-- BEGIN Record extracts --
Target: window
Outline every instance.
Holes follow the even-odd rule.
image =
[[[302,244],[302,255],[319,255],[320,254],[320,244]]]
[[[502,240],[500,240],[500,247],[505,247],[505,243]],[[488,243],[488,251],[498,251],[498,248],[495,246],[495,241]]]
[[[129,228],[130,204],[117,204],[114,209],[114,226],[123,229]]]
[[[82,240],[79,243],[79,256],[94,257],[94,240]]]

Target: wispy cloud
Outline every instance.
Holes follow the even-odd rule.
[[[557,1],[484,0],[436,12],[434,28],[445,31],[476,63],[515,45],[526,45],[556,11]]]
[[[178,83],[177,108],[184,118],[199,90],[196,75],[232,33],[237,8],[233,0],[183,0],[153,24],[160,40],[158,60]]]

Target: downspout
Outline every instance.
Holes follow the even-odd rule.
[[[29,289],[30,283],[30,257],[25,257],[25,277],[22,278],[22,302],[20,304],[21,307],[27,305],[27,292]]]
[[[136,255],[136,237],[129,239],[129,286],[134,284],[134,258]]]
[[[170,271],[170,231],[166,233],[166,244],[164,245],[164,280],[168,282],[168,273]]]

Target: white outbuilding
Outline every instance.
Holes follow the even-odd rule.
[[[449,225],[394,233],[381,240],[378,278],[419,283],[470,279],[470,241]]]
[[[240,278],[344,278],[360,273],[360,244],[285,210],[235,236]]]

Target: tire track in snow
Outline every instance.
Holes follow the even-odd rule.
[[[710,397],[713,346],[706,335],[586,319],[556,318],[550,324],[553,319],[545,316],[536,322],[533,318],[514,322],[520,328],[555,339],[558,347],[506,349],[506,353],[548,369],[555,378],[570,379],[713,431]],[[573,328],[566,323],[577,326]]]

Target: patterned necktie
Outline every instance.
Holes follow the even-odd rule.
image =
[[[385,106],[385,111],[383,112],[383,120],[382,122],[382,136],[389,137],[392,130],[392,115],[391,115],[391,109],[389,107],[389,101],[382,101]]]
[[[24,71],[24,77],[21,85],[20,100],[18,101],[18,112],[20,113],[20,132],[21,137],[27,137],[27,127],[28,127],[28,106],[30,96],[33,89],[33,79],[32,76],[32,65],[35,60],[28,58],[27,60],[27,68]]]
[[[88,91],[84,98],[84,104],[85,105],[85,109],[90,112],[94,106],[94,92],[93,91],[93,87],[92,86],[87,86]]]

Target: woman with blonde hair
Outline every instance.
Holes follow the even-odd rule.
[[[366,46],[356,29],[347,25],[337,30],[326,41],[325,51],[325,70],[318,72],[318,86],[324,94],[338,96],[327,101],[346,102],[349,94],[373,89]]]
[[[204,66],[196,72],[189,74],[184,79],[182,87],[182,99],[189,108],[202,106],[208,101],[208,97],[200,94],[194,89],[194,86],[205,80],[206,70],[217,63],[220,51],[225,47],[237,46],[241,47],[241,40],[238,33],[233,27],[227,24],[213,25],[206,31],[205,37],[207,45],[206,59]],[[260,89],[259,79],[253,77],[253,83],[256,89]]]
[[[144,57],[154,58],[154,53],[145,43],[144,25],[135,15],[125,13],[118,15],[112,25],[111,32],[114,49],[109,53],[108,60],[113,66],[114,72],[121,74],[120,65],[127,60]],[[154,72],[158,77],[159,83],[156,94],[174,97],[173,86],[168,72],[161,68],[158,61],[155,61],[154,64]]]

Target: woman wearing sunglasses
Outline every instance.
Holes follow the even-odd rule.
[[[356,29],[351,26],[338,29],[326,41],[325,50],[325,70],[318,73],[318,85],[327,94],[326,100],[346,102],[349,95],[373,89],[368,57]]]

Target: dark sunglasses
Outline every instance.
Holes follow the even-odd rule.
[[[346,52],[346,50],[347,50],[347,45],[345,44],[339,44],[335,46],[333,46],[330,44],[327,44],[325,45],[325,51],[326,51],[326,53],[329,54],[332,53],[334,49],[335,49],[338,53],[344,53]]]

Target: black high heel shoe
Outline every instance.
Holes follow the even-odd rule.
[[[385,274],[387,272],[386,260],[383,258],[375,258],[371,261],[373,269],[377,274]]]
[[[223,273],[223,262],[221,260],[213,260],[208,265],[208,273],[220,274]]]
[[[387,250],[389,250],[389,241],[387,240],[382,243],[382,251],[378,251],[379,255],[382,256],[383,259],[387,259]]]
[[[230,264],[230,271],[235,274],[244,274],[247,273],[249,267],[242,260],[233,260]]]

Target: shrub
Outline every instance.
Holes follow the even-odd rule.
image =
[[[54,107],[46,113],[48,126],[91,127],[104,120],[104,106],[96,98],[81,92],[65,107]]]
-- END Record extracts --
§ **Required work**:
Please write out everything in the material from the line containing "Target: downspout" down to the line containing "[[[240,278],[344,278],[360,273],[360,244],[285,210],[235,236]]]", both included. Keep every line, and add -89 to each polygon coordinate.

§ **Full answer**:
Target: downspout
Outline every instance.
Holes follow the even-odd rule.
[[[-60,200],[-59,194],[-59,168],[-64,168],[-64,188],[-67,189],[-67,213],[-69,215],[-68,218],[-62,216],[-62,203]]]
[[[47,166],[47,148],[40,150],[40,197],[45,195],[45,169]]]
[[[81,182],[81,142],[77,144],[77,155],[75,156],[75,191],[79,193],[79,184]]]

Target: white outbuilding
Outline every instance.
Holes follow the even-odd rule.
[[[360,136],[305,144],[292,151],[289,189],[330,194],[381,190],[381,152]]]
[[[151,189],[255,189],[271,184],[271,155],[196,121],[146,147]]]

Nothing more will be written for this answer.